• [Supplied text]

Mailing List Archives
Authenticated access
|
|
|
[Date Prev][Date Next][Thread Prev][Thread Next][Date Index][Thread Index]
[HTCondor-users] Failing Jobs on hold due to output missing
- Date: Wed, 27 Mar 2013 15:39:24 +0100
- From: Max Fischer <mfischer@xxxxxxxxxxxxxxxxxxxx>
- Subject: [HTCondor-users] Failing Jobs on hold due to output missing
Hi,
I have a problem with HTCondor's transfer_output_files and hold mechanic
with failing jobs. We often have some very big temporary files in our
jobs, so specifying the actual output files is a must for us in these
cases. However, when a job fails before creating the output file, the
STARTER subsequently fails to transfer the "requested" output file and
as a result the job is put on hold. [1] I realize this is a documented
behavior. [2]
As we have a multi-backend job manager wrapped around Condor, this is
not exactly optimal for us. It masks what is an error in the job itself
as an error of Condor. We could catch the error but this requires
separate handling for jobs with transfer_output and those without it. It
would be much easier if we could have Condor treat the job as Completed
regardless of whether all files exist or define individual files as
optional. Is there any way to do this?

• [Directive 1] Based on the HTCondor post, does each statement agree with it? (a) A job that fails before creating its output file ends up on hold. (b) The writer believes this hold behavior is undocumented. (c) The writer's jobs rarely produce large temporary files. Answer yes or no for each, quoting the deciding words.
• [Directive 2] According to the HTCondor post, why is the hold behavior not optimal for the writer's setup?

• [Supplied records]
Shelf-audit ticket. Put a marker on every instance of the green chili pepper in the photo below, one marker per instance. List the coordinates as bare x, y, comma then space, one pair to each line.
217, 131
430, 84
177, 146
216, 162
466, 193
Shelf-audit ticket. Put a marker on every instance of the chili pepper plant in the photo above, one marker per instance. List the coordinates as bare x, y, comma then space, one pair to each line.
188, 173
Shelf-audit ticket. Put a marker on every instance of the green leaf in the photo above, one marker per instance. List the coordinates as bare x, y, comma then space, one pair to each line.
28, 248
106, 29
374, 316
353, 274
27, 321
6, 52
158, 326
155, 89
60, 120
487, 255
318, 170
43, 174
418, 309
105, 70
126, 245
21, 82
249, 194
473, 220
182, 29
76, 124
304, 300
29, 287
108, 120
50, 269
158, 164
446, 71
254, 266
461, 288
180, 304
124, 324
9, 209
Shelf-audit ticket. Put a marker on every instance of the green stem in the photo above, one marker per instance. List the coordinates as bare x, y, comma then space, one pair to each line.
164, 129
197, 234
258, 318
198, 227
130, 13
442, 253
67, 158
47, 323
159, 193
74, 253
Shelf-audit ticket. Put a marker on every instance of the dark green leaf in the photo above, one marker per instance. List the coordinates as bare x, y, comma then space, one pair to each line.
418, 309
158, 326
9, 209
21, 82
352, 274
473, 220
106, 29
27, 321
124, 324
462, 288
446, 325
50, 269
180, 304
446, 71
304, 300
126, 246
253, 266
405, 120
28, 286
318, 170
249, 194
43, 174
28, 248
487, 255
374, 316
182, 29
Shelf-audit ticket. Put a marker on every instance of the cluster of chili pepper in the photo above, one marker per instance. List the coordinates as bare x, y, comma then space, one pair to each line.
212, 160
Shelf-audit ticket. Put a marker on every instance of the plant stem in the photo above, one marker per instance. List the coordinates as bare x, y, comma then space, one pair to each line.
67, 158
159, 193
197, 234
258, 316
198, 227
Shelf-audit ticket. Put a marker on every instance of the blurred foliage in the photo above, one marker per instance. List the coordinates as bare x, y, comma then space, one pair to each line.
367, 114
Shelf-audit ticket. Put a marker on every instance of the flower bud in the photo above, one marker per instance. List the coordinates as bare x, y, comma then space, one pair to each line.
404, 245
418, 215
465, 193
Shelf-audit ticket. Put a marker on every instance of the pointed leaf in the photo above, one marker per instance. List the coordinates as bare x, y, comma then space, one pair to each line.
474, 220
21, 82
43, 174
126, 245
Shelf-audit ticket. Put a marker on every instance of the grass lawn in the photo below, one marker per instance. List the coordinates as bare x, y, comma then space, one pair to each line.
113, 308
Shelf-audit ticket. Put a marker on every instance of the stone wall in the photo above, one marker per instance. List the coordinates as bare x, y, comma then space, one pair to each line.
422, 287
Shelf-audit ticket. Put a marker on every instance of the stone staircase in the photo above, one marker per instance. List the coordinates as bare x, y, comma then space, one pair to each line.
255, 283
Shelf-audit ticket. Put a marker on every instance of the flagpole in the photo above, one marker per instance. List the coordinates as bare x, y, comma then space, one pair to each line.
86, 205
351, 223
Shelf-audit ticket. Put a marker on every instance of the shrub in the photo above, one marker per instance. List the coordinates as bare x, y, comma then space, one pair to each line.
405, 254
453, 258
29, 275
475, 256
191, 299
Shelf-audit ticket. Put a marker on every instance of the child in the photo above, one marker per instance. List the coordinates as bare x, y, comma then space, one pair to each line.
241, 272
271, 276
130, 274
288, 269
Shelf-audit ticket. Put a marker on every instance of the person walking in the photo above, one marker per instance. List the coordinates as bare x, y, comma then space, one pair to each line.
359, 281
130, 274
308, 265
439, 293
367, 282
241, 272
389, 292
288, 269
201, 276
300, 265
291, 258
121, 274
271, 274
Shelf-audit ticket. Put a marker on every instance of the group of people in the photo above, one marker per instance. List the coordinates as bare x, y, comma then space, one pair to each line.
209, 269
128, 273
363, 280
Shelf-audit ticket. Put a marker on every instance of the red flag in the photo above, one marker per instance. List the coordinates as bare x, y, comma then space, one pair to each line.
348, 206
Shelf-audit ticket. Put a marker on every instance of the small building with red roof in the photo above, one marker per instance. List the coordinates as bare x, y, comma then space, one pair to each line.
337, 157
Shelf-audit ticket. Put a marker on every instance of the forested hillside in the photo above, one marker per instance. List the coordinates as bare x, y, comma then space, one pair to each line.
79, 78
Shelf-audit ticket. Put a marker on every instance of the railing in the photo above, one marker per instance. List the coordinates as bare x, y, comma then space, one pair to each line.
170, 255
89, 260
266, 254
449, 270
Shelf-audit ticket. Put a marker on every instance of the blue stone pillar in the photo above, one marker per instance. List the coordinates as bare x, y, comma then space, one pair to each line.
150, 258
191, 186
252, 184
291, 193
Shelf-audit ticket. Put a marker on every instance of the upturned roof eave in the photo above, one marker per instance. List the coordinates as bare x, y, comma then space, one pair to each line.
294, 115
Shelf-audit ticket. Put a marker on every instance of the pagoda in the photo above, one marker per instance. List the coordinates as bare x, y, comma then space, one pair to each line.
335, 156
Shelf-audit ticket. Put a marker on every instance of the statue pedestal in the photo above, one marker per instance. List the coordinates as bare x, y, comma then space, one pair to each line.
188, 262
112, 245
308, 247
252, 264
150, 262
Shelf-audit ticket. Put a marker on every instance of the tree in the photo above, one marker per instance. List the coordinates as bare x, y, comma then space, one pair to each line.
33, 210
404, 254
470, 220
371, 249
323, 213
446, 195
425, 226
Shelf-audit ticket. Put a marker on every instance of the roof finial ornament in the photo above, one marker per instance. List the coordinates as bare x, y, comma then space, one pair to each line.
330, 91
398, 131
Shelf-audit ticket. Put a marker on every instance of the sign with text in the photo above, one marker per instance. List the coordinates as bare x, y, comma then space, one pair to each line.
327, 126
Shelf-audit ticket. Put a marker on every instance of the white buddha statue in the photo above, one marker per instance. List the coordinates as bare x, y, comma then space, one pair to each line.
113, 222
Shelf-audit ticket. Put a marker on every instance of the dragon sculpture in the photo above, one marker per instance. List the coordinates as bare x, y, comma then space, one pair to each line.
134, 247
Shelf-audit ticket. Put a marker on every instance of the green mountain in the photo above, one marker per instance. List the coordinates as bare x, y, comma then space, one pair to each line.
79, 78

• [Worked solution 1]
(a) Yes: "as a result the job is put on hold."
(b) No: "I realize this is a documented behavior."
(c) No: "We often have some very big temporary files in our jobs"

• [Worked solution 2] The writer has a multi-backend job manager wrapped around Condor, and the hold makes an error in the job itself look like an error of Condor. Catching the error would require separate handling for jobs with transfer_output and those without it.